▸ What you are asked to do: After finding the line with "Target: hail net" in the entries below, retype exactly each line from there through the line with "[locate] rippled water", including that final line.

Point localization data
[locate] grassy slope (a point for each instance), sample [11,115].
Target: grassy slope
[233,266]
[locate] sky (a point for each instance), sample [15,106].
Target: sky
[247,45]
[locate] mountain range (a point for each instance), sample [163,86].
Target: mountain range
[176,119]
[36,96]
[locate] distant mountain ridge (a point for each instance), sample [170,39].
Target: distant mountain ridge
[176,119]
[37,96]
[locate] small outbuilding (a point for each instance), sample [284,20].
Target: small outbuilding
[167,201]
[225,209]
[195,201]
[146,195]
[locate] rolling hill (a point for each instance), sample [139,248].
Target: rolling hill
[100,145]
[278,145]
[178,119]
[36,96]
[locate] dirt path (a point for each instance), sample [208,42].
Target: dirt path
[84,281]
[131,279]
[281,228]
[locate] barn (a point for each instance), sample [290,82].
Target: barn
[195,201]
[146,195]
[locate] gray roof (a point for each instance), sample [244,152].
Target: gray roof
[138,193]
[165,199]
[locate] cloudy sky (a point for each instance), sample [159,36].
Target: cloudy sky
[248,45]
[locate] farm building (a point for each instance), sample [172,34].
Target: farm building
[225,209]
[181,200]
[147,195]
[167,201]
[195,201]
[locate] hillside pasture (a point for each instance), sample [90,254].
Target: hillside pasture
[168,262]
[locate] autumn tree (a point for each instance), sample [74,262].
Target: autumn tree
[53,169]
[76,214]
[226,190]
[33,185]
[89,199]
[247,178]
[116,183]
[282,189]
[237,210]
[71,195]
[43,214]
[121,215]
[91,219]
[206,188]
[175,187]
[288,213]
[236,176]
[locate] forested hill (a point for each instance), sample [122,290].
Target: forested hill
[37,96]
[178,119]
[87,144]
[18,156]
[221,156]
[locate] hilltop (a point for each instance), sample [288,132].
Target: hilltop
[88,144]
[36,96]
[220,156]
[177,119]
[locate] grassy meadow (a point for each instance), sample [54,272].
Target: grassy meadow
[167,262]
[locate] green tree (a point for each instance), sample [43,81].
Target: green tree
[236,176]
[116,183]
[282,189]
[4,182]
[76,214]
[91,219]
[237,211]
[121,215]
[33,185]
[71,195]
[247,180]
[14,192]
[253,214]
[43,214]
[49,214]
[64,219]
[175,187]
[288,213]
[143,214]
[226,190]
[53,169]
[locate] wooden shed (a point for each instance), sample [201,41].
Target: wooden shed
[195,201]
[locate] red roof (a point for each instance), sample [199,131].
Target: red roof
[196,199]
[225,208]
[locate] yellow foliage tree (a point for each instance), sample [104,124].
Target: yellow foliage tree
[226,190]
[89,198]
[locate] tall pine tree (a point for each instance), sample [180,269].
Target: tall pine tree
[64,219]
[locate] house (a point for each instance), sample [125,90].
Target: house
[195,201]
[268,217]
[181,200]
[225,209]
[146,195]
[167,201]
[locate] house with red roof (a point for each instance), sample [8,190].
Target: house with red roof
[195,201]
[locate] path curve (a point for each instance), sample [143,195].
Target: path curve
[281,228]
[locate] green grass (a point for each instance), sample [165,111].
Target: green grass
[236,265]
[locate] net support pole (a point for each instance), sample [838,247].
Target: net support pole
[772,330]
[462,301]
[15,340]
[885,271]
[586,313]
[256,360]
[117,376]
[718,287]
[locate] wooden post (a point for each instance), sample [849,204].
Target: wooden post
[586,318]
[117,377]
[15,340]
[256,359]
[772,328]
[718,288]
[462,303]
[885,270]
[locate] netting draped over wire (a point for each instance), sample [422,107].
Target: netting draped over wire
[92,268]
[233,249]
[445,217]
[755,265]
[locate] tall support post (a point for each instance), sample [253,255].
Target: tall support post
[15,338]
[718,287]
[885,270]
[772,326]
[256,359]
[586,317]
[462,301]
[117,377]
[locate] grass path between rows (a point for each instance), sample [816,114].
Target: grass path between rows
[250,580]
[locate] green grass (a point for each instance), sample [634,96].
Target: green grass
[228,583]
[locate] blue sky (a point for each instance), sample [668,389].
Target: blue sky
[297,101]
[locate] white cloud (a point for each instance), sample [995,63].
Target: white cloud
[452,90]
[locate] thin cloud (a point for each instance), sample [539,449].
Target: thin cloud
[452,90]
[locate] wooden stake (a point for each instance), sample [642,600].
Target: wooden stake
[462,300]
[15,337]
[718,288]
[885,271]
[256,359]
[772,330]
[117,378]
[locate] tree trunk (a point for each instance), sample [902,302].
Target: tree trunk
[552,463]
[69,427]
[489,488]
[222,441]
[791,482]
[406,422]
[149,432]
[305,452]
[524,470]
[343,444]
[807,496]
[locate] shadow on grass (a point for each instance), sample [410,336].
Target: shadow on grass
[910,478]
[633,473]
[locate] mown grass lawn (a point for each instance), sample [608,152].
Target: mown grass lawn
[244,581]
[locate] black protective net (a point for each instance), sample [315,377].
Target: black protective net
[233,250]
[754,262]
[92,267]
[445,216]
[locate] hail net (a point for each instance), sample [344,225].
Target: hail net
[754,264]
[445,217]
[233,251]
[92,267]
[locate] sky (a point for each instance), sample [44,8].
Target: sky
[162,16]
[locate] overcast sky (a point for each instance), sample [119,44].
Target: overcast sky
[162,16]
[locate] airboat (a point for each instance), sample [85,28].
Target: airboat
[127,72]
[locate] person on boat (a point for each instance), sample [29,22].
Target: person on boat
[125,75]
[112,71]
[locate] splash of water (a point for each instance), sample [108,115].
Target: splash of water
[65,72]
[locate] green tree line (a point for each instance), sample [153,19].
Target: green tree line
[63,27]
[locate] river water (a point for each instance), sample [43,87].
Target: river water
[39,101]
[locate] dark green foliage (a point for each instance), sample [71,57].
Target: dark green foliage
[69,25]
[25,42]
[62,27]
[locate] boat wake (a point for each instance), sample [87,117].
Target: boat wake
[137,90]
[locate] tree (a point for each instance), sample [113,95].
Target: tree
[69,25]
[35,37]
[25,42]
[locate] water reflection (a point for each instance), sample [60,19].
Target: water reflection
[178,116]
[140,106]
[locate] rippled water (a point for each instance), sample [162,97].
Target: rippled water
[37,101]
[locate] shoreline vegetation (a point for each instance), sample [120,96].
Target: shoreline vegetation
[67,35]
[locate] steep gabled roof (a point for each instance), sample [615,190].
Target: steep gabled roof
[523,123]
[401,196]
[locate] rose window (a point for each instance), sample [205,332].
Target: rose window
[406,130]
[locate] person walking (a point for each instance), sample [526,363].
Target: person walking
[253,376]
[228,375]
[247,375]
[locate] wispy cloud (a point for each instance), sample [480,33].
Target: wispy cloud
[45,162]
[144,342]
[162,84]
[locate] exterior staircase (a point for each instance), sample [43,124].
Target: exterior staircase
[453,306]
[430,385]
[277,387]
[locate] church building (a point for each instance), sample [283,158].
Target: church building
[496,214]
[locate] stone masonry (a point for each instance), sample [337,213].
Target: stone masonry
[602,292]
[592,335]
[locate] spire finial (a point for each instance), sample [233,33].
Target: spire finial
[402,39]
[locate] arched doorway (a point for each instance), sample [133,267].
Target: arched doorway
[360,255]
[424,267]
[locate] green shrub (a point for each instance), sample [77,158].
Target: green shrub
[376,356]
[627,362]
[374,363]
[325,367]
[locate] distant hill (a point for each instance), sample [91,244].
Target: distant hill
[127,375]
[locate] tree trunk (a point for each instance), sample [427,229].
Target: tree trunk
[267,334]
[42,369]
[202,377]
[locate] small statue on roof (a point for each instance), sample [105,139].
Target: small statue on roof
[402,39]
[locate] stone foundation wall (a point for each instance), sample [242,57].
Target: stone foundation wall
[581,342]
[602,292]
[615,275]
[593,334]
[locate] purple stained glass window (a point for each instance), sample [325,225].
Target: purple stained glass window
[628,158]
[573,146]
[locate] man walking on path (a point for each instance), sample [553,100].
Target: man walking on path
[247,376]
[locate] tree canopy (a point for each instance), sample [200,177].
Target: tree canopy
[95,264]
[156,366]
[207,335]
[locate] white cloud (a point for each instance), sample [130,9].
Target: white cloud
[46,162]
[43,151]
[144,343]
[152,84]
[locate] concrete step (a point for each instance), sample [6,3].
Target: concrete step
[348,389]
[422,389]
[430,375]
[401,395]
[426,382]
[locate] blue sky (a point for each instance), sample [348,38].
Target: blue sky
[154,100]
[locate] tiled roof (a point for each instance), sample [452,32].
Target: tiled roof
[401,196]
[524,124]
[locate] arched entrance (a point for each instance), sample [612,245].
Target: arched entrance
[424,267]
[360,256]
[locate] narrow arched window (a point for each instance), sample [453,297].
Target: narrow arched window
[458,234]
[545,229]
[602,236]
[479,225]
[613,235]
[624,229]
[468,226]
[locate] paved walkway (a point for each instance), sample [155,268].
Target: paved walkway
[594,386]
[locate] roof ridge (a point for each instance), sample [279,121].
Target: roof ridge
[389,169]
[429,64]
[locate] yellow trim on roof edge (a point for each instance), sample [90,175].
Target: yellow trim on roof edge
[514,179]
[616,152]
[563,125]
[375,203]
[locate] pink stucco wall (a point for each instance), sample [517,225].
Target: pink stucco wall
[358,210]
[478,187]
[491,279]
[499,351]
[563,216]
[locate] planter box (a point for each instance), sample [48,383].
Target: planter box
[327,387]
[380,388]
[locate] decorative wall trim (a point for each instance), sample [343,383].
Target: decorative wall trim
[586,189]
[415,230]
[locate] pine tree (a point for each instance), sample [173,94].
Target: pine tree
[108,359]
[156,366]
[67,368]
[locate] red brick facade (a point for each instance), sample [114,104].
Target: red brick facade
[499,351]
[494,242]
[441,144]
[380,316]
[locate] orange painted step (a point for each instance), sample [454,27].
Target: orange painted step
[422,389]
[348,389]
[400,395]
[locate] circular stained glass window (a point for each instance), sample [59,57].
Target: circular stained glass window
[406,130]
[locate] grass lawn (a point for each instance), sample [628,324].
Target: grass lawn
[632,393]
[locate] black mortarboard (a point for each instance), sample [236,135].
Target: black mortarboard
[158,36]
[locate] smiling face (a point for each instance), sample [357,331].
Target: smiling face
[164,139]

▸ Reply to the task:
Target: hail net
[754,264]
[445,217]
[233,251]
[92,267]
[locate] sky (a point for each instance), sample [44,8].
Target: sky
[162,16]
[locate] overcast sky (a point for each instance), sample [119,44].
Target: overcast sky
[162,16]
[locate] airboat (a point for each instance), sample [85,28].
Target: airboat
[127,72]
[locate] person on boat (a point for each instance), sample [29,22].
Target: person on boat
[125,75]
[112,71]
[locate] splash of water (a point for each instance), sample [108,115].
Target: splash of water
[65,72]
[locate] green tree line (a point for each instance), sample [153,19].
Target: green tree line
[63,27]
[locate] river water (a point for each instance), sample [43,87].
Target: river water
[39,101]
[locate] dark green foliage (a point for each instance), sample [71,57].
Target: dark green foliage
[69,25]
[25,42]
[62,27]
[locate] boat wake (a point for each instance), sample [87,117].
Target: boat wake
[137,90]
[locate] tree (a point for each instance), sample [113,95].
Target: tree
[69,25]
[35,37]
[25,42]
[locate] water reflection (a point for each instance), sample [60,19].
Target: water reflection
[178,116]
[140,106]
[locate] rippled water (a point for each instance), sample [162,97].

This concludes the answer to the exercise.